Given records
┌──

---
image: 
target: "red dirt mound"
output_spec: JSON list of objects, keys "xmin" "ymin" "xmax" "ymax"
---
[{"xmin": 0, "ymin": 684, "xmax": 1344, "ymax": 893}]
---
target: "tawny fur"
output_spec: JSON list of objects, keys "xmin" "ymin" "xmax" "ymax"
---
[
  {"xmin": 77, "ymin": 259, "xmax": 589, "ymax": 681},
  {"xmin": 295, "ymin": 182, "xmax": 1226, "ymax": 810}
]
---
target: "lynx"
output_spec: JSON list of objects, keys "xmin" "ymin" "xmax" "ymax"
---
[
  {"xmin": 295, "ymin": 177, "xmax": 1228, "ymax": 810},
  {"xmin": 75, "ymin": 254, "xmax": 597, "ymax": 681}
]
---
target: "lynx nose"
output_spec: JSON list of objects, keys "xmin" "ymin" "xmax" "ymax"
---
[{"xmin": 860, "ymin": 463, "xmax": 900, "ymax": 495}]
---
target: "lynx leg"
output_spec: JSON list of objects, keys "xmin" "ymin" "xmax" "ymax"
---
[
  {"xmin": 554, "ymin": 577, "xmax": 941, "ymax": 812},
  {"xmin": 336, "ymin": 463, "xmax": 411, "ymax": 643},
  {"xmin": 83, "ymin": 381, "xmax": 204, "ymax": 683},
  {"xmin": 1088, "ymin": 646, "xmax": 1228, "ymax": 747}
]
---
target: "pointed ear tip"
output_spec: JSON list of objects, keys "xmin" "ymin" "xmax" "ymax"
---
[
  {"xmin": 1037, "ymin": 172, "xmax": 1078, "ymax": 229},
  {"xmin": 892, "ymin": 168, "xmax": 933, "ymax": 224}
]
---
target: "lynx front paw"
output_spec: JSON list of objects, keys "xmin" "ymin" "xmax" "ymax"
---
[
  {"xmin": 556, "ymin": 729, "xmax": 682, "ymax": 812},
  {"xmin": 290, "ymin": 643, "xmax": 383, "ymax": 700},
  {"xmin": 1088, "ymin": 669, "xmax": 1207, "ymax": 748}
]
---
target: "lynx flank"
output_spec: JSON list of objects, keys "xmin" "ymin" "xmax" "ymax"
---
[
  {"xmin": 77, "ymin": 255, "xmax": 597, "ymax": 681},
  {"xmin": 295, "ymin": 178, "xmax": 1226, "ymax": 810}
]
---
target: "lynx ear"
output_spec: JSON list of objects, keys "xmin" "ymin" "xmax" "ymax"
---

└──

Problem
Identify each line above that contains the word "lynx", and copy every one of those lines.

Result of this task
target: "lynx"
target: "lynx nose"
target: "lynx leg"
target: "lynx front paw"
target: "lynx flank"
target: "lynx ear"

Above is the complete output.